Rebekah Sarah Robertson  (born 4 July 1967 in Surrey, England) is an Australian actress, author and activist who has appeared on television and on stage. In 2012, Robertson founded the first parent led peer support group and information hub for transgender kids and their families in Australia, Transcend. She now advocates for transgender kids and has won numerous awards for her work.

Early life
Robertson was born in Surrey, England, but grew up in Hobart, Tasmania with her four sisters.

Career

Acting
Rebekah Robertson began her career with an appearance in the television show, Problem Creek as Min, in 1988. Robertson began appearing in multiple Zootango Theatre Company shows, including Alice in Wonderland as the Queen of Hearts, As You Like It as Phoebe, The Comedy of Errors as Adrianna and A Midsummer Night's Dream as Hermia, amongst others. In 1995, Robertson played Greer in the play Wilful Blue at the Victorian Arts Centre. In 1992, she appeared in theatre shows such as The Legend of the Muse and Jeffrey Bernard is Unwell. Robertson also appeared on television shows Fridge Door and Elvis Was Greek in 1994 and 1995 respectively.
........
Set exercise 1:
Answer these questions from the Robertson profile.
(a) Where did Robertson grow up?
(b) What is the name of the group she founded in 2012?
(c) Which character did she play in Wilful Blue?
Set exercise 2: Please write out the Robertson profile again, starting at "Rebekah Sarah Robertson" and ending at "for her work.", and substitute "trans youth" for "transgender kids".
The records are separate material, unrelated to the Robertson profile.

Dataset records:
........
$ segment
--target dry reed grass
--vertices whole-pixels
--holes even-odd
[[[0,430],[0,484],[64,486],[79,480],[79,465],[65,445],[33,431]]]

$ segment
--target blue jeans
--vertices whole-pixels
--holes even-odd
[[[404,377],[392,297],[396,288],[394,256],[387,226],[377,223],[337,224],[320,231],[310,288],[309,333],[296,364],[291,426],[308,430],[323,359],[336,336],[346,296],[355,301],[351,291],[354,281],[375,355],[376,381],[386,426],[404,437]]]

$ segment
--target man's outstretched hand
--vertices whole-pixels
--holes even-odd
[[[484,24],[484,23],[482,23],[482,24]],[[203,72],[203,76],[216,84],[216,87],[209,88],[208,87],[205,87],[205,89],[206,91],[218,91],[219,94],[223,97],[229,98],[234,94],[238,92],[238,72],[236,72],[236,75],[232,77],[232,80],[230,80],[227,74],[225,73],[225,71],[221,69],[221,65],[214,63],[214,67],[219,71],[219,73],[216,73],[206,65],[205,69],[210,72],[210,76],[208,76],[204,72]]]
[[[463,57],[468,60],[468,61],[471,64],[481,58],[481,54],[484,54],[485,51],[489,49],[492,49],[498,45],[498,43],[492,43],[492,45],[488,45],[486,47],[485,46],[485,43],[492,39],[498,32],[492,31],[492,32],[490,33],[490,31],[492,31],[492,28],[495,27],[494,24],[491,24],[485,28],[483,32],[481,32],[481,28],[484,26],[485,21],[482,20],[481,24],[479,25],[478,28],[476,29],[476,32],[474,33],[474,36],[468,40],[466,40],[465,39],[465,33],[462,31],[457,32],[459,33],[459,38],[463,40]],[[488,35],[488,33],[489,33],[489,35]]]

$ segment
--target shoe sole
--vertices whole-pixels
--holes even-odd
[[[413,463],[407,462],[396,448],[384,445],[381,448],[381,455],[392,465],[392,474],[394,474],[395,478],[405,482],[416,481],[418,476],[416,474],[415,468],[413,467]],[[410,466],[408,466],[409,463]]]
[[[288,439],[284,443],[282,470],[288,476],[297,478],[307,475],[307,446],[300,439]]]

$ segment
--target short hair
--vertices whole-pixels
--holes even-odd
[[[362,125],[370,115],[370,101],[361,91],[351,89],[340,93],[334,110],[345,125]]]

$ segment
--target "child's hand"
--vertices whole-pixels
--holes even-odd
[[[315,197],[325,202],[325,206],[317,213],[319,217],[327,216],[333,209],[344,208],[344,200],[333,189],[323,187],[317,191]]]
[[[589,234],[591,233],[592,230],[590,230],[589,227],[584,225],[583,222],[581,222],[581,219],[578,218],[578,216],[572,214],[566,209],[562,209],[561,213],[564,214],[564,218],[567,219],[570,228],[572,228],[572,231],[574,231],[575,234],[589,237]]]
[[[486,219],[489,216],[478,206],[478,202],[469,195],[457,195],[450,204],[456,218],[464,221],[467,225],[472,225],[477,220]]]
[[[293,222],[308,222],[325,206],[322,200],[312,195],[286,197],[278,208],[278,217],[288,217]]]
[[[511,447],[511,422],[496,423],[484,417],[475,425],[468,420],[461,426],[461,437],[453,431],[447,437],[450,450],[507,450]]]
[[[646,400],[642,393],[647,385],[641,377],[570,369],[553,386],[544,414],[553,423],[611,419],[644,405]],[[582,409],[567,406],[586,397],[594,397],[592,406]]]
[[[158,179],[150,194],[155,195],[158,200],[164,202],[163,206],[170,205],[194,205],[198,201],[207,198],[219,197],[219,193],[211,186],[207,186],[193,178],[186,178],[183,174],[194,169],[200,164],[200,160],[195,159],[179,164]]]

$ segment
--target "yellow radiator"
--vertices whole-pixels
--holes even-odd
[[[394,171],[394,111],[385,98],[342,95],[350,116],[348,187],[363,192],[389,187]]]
........
Problem solution 1:
(a) Hobart, Tasmania
(b) Transcend
(c) Greer

Problem solution 2:
Rebekah Sarah Robertson  (born 4 July 1967 in Surrey, England) is an Australian actress, author and activist who has appeared on television and on stage. In 2012, Robertson founded the first parent led peer support group and information hub for trans youth and their families in Australia, Transcend. She now advocates for trans youth and has won numerous awards for her work.